Stored items

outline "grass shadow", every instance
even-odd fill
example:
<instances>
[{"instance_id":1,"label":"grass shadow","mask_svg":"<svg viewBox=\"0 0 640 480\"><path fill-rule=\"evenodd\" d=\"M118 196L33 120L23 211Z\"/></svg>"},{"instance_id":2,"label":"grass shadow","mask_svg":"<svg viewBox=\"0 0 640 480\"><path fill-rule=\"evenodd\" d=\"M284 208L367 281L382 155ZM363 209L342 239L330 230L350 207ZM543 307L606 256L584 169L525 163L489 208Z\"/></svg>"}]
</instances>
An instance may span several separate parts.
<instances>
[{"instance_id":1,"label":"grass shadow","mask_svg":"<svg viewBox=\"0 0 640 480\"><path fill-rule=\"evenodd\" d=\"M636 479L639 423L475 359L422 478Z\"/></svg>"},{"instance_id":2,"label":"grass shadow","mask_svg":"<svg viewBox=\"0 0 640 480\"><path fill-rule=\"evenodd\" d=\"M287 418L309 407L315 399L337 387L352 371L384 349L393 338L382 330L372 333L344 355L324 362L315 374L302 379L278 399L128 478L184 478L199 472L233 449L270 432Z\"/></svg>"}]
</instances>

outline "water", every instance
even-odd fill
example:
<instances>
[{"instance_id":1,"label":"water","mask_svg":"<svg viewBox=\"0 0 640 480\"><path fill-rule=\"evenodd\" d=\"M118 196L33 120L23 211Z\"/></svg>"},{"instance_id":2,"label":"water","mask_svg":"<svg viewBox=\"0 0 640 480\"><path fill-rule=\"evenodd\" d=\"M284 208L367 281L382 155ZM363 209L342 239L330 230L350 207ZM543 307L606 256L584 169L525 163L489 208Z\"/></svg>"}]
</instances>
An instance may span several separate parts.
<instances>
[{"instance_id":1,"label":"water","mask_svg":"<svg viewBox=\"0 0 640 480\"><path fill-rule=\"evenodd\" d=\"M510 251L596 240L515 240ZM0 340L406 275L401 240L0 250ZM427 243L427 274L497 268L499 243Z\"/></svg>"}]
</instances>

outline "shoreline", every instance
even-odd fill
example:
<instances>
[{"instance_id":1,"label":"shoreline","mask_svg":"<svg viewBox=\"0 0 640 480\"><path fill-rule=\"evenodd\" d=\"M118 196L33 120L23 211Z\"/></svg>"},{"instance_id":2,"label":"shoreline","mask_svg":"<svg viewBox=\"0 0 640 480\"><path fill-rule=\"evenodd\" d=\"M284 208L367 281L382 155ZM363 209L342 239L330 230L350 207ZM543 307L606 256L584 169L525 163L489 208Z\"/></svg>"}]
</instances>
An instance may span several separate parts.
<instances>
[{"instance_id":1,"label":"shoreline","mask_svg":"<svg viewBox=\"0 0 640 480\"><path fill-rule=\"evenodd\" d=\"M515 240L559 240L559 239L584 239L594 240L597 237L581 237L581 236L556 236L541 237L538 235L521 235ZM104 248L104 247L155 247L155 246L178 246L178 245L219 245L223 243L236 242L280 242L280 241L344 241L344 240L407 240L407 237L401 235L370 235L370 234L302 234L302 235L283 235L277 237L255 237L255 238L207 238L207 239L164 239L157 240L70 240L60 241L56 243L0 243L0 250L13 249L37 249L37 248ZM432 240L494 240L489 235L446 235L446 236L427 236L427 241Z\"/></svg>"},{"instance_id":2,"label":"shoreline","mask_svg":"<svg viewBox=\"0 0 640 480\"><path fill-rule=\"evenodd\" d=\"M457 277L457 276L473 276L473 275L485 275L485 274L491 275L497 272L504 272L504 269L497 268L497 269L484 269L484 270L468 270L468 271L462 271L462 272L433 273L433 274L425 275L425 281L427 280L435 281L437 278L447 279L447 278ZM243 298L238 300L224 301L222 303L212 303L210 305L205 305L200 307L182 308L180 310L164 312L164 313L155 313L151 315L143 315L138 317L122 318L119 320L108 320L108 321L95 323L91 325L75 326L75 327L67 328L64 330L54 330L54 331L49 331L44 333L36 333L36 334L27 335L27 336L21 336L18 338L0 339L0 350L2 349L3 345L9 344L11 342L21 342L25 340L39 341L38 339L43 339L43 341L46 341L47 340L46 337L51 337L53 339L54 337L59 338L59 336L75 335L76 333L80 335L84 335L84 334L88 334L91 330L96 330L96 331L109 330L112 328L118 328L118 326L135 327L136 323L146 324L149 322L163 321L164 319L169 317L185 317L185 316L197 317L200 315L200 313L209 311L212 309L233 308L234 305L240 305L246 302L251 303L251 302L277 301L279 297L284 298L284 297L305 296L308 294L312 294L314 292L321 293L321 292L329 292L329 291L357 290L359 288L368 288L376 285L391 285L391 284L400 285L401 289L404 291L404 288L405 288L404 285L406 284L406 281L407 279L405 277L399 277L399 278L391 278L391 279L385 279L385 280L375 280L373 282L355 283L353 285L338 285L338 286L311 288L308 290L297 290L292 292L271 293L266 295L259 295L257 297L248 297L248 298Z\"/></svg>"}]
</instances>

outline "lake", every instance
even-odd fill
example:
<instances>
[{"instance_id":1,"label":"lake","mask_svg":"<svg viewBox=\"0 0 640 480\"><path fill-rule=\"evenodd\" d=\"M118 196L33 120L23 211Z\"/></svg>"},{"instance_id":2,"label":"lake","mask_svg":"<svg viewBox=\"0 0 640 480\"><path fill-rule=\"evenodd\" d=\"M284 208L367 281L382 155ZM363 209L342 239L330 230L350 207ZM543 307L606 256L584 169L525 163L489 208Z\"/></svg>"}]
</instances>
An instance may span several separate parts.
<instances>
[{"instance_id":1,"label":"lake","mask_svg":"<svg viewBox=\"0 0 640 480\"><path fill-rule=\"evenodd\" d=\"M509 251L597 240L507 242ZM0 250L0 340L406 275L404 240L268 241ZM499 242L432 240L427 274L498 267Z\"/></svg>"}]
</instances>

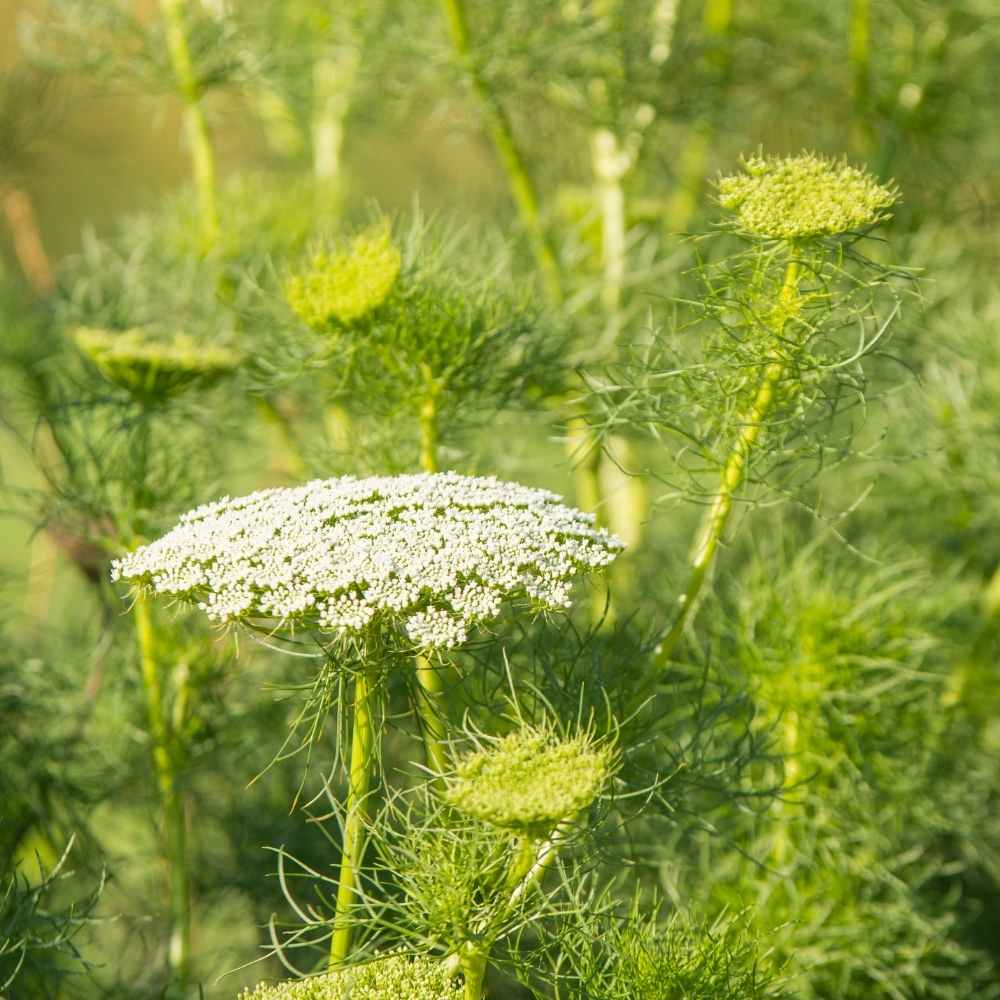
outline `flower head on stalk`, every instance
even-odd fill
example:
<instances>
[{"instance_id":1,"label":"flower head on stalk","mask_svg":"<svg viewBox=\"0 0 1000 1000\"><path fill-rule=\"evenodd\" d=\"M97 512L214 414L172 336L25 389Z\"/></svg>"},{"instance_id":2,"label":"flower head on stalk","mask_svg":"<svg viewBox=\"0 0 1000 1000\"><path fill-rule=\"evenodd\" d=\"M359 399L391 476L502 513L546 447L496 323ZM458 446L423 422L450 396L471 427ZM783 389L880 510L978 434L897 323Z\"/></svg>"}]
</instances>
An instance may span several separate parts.
<instances>
[{"instance_id":1,"label":"flower head on stalk","mask_svg":"<svg viewBox=\"0 0 1000 1000\"><path fill-rule=\"evenodd\" d=\"M748 236L798 240L867 229L889 217L899 199L894 185L879 184L846 160L813 153L751 156L741 173L718 181L719 204L735 213Z\"/></svg>"},{"instance_id":2,"label":"flower head on stalk","mask_svg":"<svg viewBox=\"0 0 1000 1000\"><path fill-rule=\"evenodd\" d=\"M307 326L349 324L377 309L392 291L403 258L388 225L359 233L349 249L318 253L285 284L285 298Z\"/></svg>"},{"instance_id":3,"label":"flower head on stalk","mask_svg":"<svg viewBox=\"0 0 1000 1000\"><path fill-rule=\"evenodd\" d=\"M194 386L206 387L230 375L243 356L203 344L186 334L158 336L146 330L78 327L80 352L112 385L141 403L162 403Z\"/></svg>"},{"instance_id":4,"label":"flower head on stalk","mask_svg":"<svg viewBox=\"0 0 1000 1000\"><path fill-rule=\"evenodd\" d=\"M432 958L390 955L309 979L261 983L238 1000L461 1000L462 987Z\"/></svg>"},{"instance_id":5,"label":"flower head on stalk","mask_svg":"<svg viewBox=\"0 0 1000 1000\"><path fill-rule=\"evenodd\" d=\"M613 770L611 748L589 734L559 739L529 728L459 761L444 798L492 826L547 830L586 809Z\"/></svg>"},{"instance_id":6,"label":"flower head on stalk","mask_svg":"<svg viewBox=\"0 0 1000 1000\"><path fill-rule=\"evenodd\" d=\"M219 622L464 642L504 601L568 607L622 543L545 490L456 473L316 480L223 498L117 560L114 579Z\"/></svg>"}]
</instances>

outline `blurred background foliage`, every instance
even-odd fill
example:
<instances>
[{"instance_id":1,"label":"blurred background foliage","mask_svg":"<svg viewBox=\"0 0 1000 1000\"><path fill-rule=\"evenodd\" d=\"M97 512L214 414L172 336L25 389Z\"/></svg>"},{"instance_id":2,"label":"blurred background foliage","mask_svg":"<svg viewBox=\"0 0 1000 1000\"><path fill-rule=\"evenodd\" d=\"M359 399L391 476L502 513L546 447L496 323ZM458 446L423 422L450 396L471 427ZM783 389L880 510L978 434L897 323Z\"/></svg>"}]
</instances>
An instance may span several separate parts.
<instances>
[{"instance_id":1,"label":"blurred background foliage","mask_svg":"<svg viewBox=\"0 0 1000 1000\"><path fill-rule=\"evenodd\" d=\"M551 633L507 623L505 657L458 661L481 687L473 713L502 699L508 665L570 716L608 692L629 720L625 779L666 778L609 866L663 900L678 941L702 935L694 966L725 965L711 928L739 914L790 995L1000 996L995 3L179 7L186 80L156 3L0 7L0 995L166 995L151 737L109 559L222 493L416 470L440 392L443 467L581 506L596 481L630 545L613 606L590 595L599 627L586 612ZM189 183L192 114L207 188L197 156ZM867 252L916 269L918 291L867 372L864 419L845 418L850 461L740 509L657 692L670 710L652 712L630 671L681 586L698 490L646 410L602 425L600 397L595 458L577 366L604 378L663 335L697 353L684 300L703 299L727 244L690 234L715 230L713 178L758 148L895 179L902 201ZM425 282L393 308L447 354L452 325L432 314L457 288L454 313L500 345L489 377L480 358L447 390L439 371L414 381L422 347L394 341L395 321L376 331L382 374L348 377L343 334L296 320L289 276L385 217ZM161 375L167 347L199 345L232 352L232 371L182 361L181 388L136 392L81 353L80 328L143 331ZM683 422L670 405L657 419ZM157 625L195 979L229 997L279 973L269 921L293 919L265 845L331 863L290 810L302 756L276 758L313 665L246 638L237 657L180 613ZM400 733L387 758L407 747ZM619 975L580 996L617 995ZM654 979L644 997L688 995Z\"/></svg>"}]
</instances>

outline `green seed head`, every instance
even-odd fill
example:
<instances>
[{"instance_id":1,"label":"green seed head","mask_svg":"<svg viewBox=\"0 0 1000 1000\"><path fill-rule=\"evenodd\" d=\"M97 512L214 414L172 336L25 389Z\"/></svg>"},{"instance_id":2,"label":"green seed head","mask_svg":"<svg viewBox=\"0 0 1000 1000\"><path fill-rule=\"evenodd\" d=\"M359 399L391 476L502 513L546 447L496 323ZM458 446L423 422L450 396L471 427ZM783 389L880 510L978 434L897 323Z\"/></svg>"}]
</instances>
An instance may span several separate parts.
<instances>
[{"instance_id":1,"label":"green seed head","mask_svg":"<svg viewBox=\"0 0 1000 1000\"><path fill-rule=\"evenodd\" d=\"M544 832L586 809L612 769L610 748L589 736L560 740L523 730L462 760L444 796L466 816Z\"/></svg>"},{"instance_id":2,"label":"green seed head","mask_svg":"<svg viewBox=\"0 0 1000 1000\"><path fill-rule=\"evenodd\" d=\"M866 229L888 218L899 198L864 170L812 153L750 157L742 173L719 179L718 192L741 232L775 240Z\"/></svg>"},{"instance_id":3,"label":"green seed head","mask_svg":"<svg viewBox=\"0 0 1000 1000\"><path fill-rule=\"evenodd\" d=\"M261 983L238 1000L460 1000L462 987L432 958L390 955L310 979Z\"/></svg>"},{"instance_id":4,"label":"green seed head","mask_svg":"<svg viewBox=\"0 0 1000 1000\"><path fill-rule=\"evenodd\" d=\"M285 285L285 299L303 323L350 324L377 309L392 291L402 256L388 226L365 230L341 253L319 253Z\"/></svg>"},{"instance_id":5,"label":"green seed head","mask_svg":"<svg viewBox=\"0 0 1000 1000\"><path fill-rule=\"evenodd\" d=\"M138 329L80 327L72 338L112 385L147 404L164 402L195 385L211 385L243 361L235 351L181 333L164 337Z\"/></svg>"}]
</instances>

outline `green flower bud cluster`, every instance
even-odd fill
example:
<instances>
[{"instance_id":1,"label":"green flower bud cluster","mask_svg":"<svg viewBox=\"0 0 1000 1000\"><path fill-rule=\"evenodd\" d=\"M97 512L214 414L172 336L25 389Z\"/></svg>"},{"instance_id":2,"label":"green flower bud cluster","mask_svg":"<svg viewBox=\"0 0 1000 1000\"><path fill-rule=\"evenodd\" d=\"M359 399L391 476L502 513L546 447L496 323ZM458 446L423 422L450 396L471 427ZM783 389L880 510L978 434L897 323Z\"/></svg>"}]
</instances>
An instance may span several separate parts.
<instances>
[{"instance_id":1,"label":"green flower bud cluster","mask_svg":"<svg viewBox=\"0 0 1000 1000\"><path fill-rule=\"evenodd\" d=\"M389 227L359 233L340 253L319 253L285 284L285 299L303 323L349 324L377 309L392 291L403 258Z\"/></svg>"},{"instance_id":2,"label":"green flower bud cluster","mask_svg":"<svg viewBox=\"0 0 1000 1000\"><path fill-rule=\"evenodd\" d=\"M309 979L260 983L238 1000L460 1000L462 987L433 958L390 955Z\"/></svg>"},{"instance_id":3,"label":"green flower bud cluster","mask_svg":"<svg viewBox=\"0 0 1000 1000\"><path fill-rule=\"evenodd\" d=\"M79 327L72 339L104 378L143 403L163 402L194 385L211 385L243 361L236 351L180 333L160 337L141 329Z\"/></svg>"},{"instance_id":4,"label":"green flower bud cluster","mask_svg":"<svg viewBox=\"0 0 1000 1000\"><path fill-rule=\"evenodd\" d=\"M750 157L743 173L719 179L718 193L742 232L776 240L865 229L888 218L899 197L866 171L812 153Z\"/></svg>"},{"instance_id":5,"label":"green flower bud cluster","mask_svg":"<svg viewBox=\"0 0 1000 1000\"><path fill-rule=\"evenodd\" d=\"M586 809L612 769L611 749L589 736L561 740L527 729L460 761L444 797L493 826L545 830Z\"/></svg>"}]
</instances>

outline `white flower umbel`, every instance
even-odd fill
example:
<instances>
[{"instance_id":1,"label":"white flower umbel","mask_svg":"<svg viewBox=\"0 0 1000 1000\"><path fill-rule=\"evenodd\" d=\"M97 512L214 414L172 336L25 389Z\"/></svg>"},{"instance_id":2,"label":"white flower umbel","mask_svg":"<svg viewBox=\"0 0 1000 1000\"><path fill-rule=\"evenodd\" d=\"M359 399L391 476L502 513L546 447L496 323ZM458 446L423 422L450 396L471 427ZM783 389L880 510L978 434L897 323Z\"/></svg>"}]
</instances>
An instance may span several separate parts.
<instances>
[{"instance_id":1,"label":"white flower umbel","mask_svg":"<svg viewBox=\"0 0 1000 1000\"><path fill-rule=\"evenodd\" d=\"M316 480L224 498L117 560L112 575L220 622L402 628L449 648L503 601L570 604L622 543L545 490L453 472Z\"/></svg>"}]
</instances>

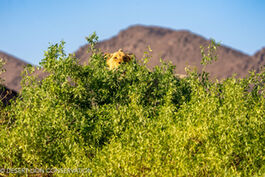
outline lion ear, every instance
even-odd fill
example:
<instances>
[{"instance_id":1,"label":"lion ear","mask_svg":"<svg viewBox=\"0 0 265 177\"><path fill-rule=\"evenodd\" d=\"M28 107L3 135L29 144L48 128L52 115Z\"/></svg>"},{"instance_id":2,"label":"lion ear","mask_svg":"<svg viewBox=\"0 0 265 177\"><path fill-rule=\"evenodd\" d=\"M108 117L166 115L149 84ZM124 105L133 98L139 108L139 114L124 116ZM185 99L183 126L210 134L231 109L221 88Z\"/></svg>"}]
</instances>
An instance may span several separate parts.
<instances>
[{"instance_id":1,"label":"lion ear","mask_svg":"<svg viewBox=\"0 0 265 177\"><path fill-rule=\"evenodd\" d=\"M128 56L130 57L130 59L132 60L133 58L135 58L135 55L133 53L129 53Z\"/></svg>"},{"instance_id":2,"label":"lion ear","mask_svg":"<svg viewBox=\"0 0 265 177\"><path fill-rule=\"evenodd\" d=\"M130 55L125 55L125 57L124 57L124 59L123 59L123 61L124 62L128 62L128 61L130 61L132 58L130 57Z\"/></svg>"}]
</instances>

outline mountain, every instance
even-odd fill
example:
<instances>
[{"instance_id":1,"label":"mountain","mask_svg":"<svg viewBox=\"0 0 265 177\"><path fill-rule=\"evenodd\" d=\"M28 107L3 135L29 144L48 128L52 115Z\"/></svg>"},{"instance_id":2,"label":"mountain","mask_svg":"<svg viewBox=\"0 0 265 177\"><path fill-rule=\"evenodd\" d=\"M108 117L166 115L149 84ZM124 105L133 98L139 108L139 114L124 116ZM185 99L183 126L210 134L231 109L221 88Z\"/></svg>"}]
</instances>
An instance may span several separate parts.
<instances>
[{"instance_id":1,"label":"mountain","mask_svg":"<svg viewBox=\"0 0 265 177\"><path fill-rule=\"evenodd\" d=\"M97 47L104 52L114 52L121 48L134 53L140 59L150 46L153 51L150 67L159 64L159 59L162 58L172 61L176 65L176 72L184 74L187 65L202 69L200 46L207 46L208 43L206 38L186 30L136 25L122 30L111 39L99 42ZM89 57L87 47L84 45L76 52L81 62L87 61ZM234 73L242 77L249 69L257 69L259 66L259 56L255 58L224 45L218 47L218 56L218 61L207 67L207 71L218 79L232 76Z\"/></svg>"},{"instance_id":2,"label":"mountain","mask_svg":"<svg viewBox=\"0 0 265 177\"><path fill-rule=\"evenodd\" d=\"M252 69L259 71L261 66L265 66L265 47L256 52L253 58L256 61L253 63Z\"/></svg>"},{"instance_id":3,"label":"mountain","mask_svg":"<svg viewBox=\"0 0 265 177\"><path fill-rule=\"evenodd\" d=\"M21 88L21 72L24 70L27 63L4 52L0 52L0 58L6 63L4 65L6 72L1 74L1 78L5 80L3 84L8 89L18 92Z\"/></svg>"},{"instance_id":4,"label":"mountain","mask_svg":"<svg viewBox=\"0 0 265 177\"><path fill-rule=\"evenodd\" d=\"M159 59L172 61L176 65L178 74L185 74L184 68L188 65L202 69L200 46L207 46L209 40L186 30L172 30L156 26L135 25L120 31L116 36L101 41L97 47L103 52L114 52L121 49L134 53L137 59L141 59L144 52L151 47L152 58L148 64L150 68L159 64ZM80 47L76 56L81 63L87 62L89 54L88 45ZM265 65L265 48L257 51L253 56L221 45L218 47L218 61L207 66L213 78L226 78L237 73L239 77L245 76L248 70L259 70ZM3 83L8 89L15 92L20 90L21 72L27 65L26 62L0 52L0 58L6 61L6 72L2 74ZM39 75L43 75L39 73Z\"/></svg>"}]
</instances>

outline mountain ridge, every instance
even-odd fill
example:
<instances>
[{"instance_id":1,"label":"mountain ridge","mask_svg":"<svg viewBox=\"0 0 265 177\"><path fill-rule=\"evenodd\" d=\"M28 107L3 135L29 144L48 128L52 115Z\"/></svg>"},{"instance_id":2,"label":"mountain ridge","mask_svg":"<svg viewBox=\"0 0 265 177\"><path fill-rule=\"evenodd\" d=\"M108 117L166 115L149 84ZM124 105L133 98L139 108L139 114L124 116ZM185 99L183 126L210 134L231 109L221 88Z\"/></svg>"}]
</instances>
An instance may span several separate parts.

**What is expected**. Across the entries above, how many lines include the word "outline"? Give only the number.

**Result of the task**. 12